> _Exercise inputs_:
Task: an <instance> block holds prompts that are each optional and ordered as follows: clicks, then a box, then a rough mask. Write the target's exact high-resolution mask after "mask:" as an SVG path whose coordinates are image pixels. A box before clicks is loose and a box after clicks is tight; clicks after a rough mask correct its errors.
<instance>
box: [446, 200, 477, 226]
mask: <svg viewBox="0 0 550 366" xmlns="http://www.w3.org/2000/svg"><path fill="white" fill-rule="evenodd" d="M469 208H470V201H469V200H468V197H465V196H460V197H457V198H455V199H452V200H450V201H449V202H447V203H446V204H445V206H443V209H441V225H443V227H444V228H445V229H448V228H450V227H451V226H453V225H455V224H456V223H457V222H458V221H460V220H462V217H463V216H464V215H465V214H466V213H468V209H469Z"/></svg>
==
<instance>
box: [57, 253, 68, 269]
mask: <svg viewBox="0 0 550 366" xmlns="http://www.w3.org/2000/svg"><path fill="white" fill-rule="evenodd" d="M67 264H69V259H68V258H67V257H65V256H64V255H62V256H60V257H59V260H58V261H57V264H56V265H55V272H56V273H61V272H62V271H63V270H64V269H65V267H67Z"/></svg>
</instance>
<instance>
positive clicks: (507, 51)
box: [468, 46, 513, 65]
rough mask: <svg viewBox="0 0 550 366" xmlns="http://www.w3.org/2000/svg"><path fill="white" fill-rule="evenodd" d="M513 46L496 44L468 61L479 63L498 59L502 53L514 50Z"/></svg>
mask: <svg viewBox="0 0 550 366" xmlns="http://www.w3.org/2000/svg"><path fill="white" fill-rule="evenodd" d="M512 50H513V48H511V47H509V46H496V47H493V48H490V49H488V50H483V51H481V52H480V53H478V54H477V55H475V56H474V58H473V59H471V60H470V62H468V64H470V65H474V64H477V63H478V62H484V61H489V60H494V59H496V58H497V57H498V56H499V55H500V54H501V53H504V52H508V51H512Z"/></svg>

> _Work to be completed_:
Using the data above, return every line that contains the string "clicks".

> _Answer to this problem_:
Task: an <instance> block holds prompts that are each optional and ordered as follows: clicks, then a box, then a rough mask. Write the target's exact high-resolution mask after "mask:" as an SVG path whose coordinates are image pixels. A box before clicks is loose and a box after clicks is tight; clicks after a rough mask correct its errors.
positive clicks: (507, 51)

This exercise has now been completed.